··· GIVEN DATA

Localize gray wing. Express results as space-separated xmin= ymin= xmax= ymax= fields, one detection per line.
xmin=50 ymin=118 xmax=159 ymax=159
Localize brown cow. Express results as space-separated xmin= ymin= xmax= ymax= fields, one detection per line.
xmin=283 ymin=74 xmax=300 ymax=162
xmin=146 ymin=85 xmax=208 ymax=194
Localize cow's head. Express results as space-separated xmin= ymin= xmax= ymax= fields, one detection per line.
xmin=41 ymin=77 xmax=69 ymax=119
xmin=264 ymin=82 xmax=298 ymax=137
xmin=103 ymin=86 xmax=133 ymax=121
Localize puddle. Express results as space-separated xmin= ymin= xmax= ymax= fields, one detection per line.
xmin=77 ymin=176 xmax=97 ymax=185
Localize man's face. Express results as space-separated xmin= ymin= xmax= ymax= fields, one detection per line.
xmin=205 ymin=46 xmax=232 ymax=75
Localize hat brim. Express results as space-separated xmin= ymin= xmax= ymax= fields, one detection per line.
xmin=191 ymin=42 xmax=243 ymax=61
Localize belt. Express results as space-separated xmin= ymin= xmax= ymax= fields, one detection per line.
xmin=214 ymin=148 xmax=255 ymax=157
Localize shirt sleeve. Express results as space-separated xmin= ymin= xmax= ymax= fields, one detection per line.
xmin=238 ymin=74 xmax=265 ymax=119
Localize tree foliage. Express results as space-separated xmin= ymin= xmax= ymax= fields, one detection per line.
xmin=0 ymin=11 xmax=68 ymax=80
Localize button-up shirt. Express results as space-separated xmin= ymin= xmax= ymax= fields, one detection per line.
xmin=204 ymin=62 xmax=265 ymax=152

······

TASK INSTRUCTIONS:
Render every line of the material above as a Markdown table with the columns Row and Line. Number each row and omit any blank lines.

RESULT OF THE EXERCISE:
| Row | Line |
|---|---|
| 1 | Localize gray wing. Express results as space-separated xmin= ymin= xmax= ymax= fields, one detection per line. |
| 2 | xmin=50 ymin=118 xmax=159 ymax=159 |
| 3 | Localize brown cow. Express results as space-separated xmin= ymin= xmax= ymax= fields, one detection per line. |
| 4 | xmin=283 ymin=74 xmax=300 ymax=162 |
| 5 | xmin=146 ymin=85 xmax=208 ymax=194 |
| 6 | Localize cow's head. Express results as space-separated xmin= ymin= xmax= ymax= fields, one detection per line. |
| 7 | xmin=41 ymin=77 xmax=69 ymax=119 |
| 8 | xmin=264 ymin=82 xmax=298 ymax=137 |
| 9 | xmin=103 ymin=86 xmax=133 ymax=121 |
| 10 | Localize puddle. Express results as space-separated xmin= ymin= xmax= ymax= fields, one detection per line. |
| 11 | xmin=77 ymin=176 xmax=97 ymax=185 |
| 12 | Localize man's face. Express results as space-separated xmin= ymin= xmax= ymax= fields, one detection per line. |
| 13 | xmin=205 ymin=46 xmax=232 ymax=75 |
| 14 | Localize hat brim. Express results as space-separated xmin= ymin= xmax= ymax= fields, one detection per line. |
| 15 | xmin=191 ymin=42 xmax=243 ymax=61 |
| 16 | Localize belt. Express results as space-separated xmin= ymin= xmax= ymax= fields, one detection per line. |
| 17 | xmin=214 ymin=148 xmax=255 ymax=157 |
| 18 | Localize shirt sleeve. Express results as space-separated xmin= ymin= xmax= ymax= fields, one detection per line. |
| 19 | xmin=238 ymin=74 xmax=265 ymax=119 |
| 20 | Localize tree foliage. Express results as space-separated xmin= ymin= xmax= ymax= fields, one detection per line. |
| 21 | xmin=0 ymin=11 xmax=68 ymax=80 |
| 22 | Localize button-up shirt. Express results as space-separated xmin= ymin= xmax= ymax= fields, one detection per line. |
| 23 | xmin=204 ymin=62 xmax=265 ymax=152 |